#### Work to do:
Extract every line of the entries below word for word, leaving the pictures out of your answer.

#### Data records:
--------------------------------
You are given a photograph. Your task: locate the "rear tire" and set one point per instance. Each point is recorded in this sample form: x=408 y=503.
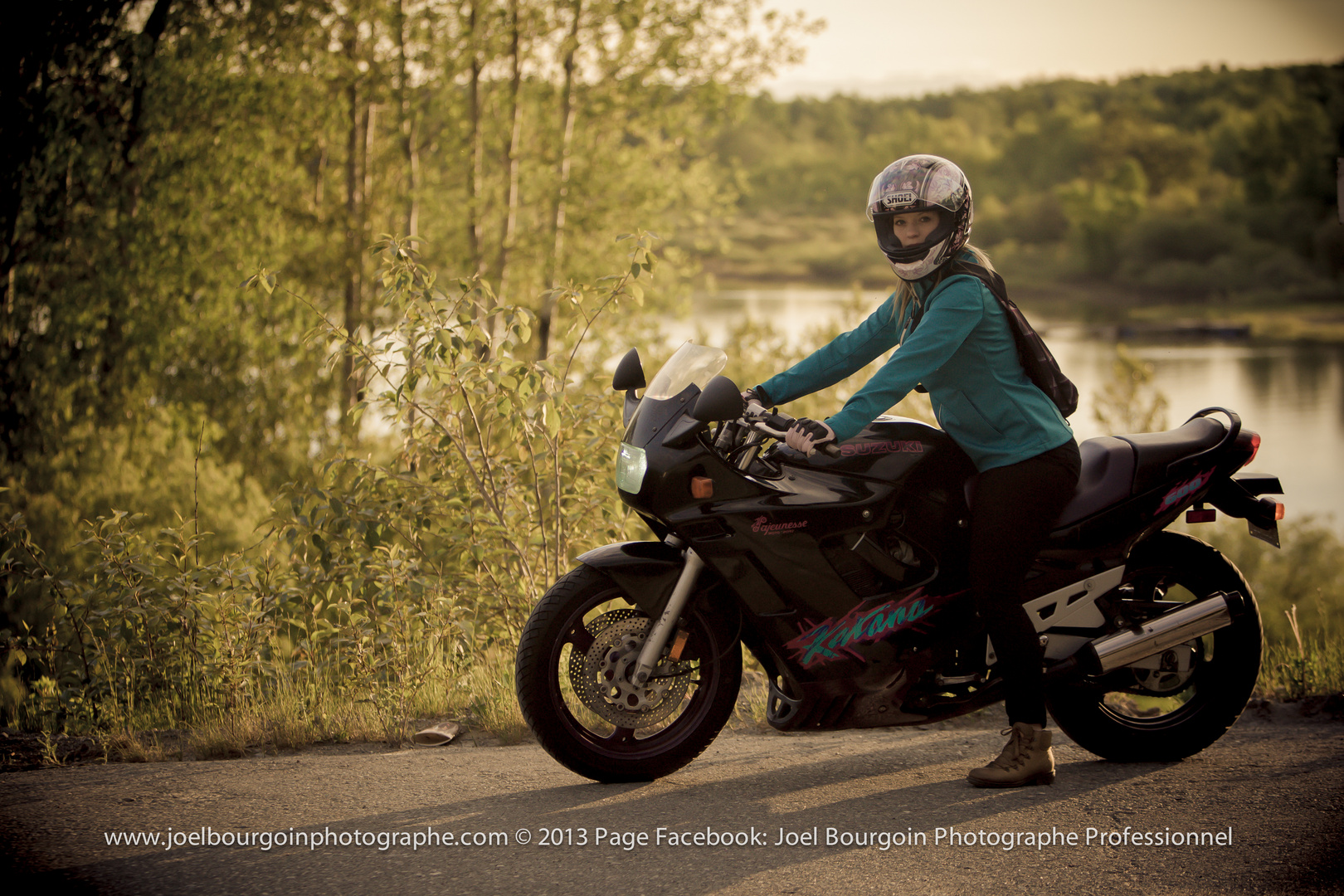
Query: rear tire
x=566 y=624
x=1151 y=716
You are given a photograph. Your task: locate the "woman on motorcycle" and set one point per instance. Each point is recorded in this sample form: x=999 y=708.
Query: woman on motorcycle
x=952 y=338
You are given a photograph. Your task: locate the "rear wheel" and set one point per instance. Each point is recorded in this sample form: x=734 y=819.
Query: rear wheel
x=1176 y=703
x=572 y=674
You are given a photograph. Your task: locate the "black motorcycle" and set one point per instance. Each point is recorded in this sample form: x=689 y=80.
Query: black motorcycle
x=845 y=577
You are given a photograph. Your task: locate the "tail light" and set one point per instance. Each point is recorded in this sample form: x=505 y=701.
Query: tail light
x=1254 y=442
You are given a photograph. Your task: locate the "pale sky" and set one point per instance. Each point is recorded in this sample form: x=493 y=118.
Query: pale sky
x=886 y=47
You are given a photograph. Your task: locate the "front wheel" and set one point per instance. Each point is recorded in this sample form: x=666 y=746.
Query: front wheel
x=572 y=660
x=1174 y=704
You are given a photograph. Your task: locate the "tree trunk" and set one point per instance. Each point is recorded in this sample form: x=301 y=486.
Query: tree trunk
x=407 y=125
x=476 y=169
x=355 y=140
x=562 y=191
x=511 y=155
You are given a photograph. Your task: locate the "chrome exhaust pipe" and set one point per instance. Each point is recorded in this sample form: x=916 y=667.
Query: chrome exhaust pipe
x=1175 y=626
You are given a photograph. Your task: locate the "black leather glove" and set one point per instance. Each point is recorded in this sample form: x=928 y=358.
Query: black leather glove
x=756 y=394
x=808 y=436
--------------------------------
#### In response:
You are given a photograph. Your task: locate the "rear tire" and set one point per instance. Each point is recorded in this sample form: x=408 y=503.
Query: rear tire
x=566 y=624
x=1151 y=716
You are given a photograph. Your task: locate the "woman on motorcycle" and set one point per instance. Each point is recorded in this sample form: x=999 y=708.
Query: woman on motorcycle
x=952 y=338
You are given a photograph. Your task: locate the "rear wheel" and set one point per instance. Each point is recorded in this sample form: x=734 y=819.
Query: rear wheel
x=1176 y=703
x=572 y=674
You are given a photograph. Your task: locate the "black motorcycle" and set one point per instance. Each point is recorded in this sample form: x=689 y=80.
Query: black motorcycle
x=845 y=577
You are given a photograph. Your task: locate the "tail light" and set one point per instance. Each point is recorded in this sample form: x=505 y=701.
Query: tail light
x=1254 y=442
You are given a photograph. Your task: locate the "pale sky" and set one point per instance. Each point is recorded in this sample form: x=493 y=118.
Query: pale sky
x=886 y=47
You are given a photograph. Your task: locate the "front wheel" and set one point per instance. Each point is recorded in this sample form: x=666 y=746.
Query: front wheel
x=572 y=660
x=1174 y=704
You are given a photograph. Your task: locate the "tree trunk" and set one point per instance. Each point is recorded in this sample form: x=301 y=486.
Query: tree trunk
x=407 y=125
x=476 y=169
x=355 y=140
x=562 y=191
x=511 y=155
You are given a photograph. Your task: locate the "chrome exhaust pipe" and set one point per instance. Each point is recorded in this sample form: x=916 y=667.
Query: chrome exhaust pipe
x=1175 y=626
You are given a photograph. Your task: locate the "black leather glove" and set one point per instance. Each point is recorded in this sample form: x=928 y=358.
Query: black leather glove
x=756 y=394
x=808 y=436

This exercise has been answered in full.